Task goal ::
Exactly as given, write out the lines from the one containing "Would you be able to locate the worker" through the end of the listing, with both ends included and nothing else.

++++++++++

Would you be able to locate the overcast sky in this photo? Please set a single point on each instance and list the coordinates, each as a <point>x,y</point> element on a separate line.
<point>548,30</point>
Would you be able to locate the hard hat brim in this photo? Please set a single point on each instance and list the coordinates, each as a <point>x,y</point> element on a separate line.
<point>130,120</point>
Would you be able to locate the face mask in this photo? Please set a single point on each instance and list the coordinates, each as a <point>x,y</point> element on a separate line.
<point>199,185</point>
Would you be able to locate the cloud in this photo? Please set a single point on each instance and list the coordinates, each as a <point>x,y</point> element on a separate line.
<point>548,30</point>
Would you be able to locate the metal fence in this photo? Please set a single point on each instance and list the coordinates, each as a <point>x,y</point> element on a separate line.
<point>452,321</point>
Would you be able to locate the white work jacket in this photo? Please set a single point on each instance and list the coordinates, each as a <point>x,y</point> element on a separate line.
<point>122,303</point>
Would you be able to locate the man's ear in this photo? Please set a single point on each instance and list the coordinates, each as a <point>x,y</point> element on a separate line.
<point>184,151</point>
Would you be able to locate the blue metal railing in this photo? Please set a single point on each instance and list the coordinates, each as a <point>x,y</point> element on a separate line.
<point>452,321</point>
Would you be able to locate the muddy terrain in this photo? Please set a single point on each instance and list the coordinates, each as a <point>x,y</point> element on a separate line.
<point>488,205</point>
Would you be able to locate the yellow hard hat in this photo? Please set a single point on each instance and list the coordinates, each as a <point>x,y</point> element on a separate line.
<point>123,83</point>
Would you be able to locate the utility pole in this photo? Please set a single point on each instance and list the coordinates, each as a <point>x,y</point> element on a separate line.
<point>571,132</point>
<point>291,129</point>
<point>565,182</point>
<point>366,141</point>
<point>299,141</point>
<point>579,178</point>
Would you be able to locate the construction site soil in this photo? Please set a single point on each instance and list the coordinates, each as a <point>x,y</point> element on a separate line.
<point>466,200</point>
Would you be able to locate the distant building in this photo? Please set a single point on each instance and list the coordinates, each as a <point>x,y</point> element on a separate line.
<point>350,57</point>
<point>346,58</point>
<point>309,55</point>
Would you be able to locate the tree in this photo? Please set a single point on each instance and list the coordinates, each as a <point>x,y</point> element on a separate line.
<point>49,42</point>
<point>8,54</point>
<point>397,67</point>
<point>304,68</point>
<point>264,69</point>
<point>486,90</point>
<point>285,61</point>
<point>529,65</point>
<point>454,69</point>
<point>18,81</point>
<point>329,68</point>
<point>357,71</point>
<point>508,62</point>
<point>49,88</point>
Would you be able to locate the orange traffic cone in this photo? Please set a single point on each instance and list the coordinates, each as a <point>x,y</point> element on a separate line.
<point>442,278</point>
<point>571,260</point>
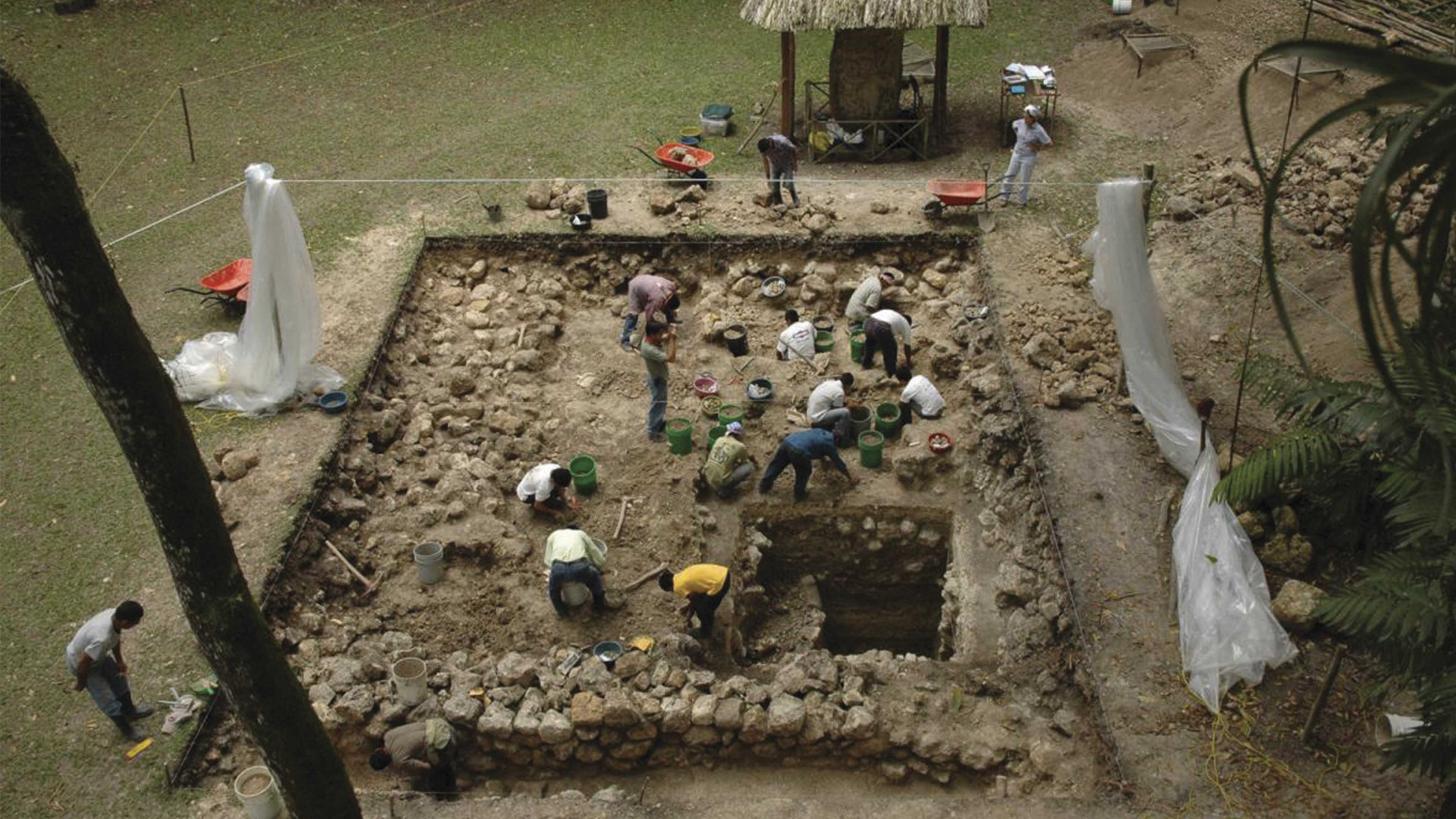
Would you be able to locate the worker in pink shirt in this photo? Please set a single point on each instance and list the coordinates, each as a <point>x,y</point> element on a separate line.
<point>646,297</point>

++++++++++

Output of the task ::
Would you be able to locate the worker in pink shirt in this photo? Please set a single point on each instance and list the coordinates, each as a <point>x,y</point> element on a separate line.
<point>646,297</point>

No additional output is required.